THE INPUT -
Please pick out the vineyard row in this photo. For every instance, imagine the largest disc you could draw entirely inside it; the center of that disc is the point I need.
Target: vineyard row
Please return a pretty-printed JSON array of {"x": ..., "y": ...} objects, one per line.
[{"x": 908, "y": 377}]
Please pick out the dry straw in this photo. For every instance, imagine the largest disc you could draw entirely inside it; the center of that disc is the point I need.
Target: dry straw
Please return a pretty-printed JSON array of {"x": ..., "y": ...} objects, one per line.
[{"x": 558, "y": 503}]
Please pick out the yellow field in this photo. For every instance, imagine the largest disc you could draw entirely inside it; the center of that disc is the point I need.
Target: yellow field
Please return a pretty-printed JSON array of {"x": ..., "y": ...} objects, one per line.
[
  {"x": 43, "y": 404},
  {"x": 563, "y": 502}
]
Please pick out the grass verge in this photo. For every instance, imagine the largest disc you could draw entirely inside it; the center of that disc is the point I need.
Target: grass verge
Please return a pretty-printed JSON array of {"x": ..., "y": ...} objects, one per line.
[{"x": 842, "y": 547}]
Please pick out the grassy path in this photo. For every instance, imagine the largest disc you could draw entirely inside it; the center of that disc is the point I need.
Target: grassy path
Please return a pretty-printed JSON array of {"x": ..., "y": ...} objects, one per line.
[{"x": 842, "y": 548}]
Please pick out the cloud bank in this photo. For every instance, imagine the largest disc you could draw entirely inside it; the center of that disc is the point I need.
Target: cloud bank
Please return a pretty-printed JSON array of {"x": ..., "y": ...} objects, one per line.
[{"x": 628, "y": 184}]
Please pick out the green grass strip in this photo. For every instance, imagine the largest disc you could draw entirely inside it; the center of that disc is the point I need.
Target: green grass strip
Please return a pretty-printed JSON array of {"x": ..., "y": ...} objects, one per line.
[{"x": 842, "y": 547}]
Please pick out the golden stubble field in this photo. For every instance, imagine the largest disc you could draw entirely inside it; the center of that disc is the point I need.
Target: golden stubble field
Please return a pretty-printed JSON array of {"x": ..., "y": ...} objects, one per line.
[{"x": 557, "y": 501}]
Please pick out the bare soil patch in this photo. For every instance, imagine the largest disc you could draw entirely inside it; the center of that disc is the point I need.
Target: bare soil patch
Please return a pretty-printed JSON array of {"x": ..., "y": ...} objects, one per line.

WORK INSTRUCTIONS -
Turn everything in the material above, from the line containing "Please pick out the cloud" down to the line containing "Target: cloud bank", into a numbered list with blank lines left out.

RESPONSE TO THIS EXERCISE -
1. Please pick out the cloud bank in this photo. For every instance, imagine the largest disc you could draw entirely inside it; the center of that disc is the point I need.
2. Target: cloud bank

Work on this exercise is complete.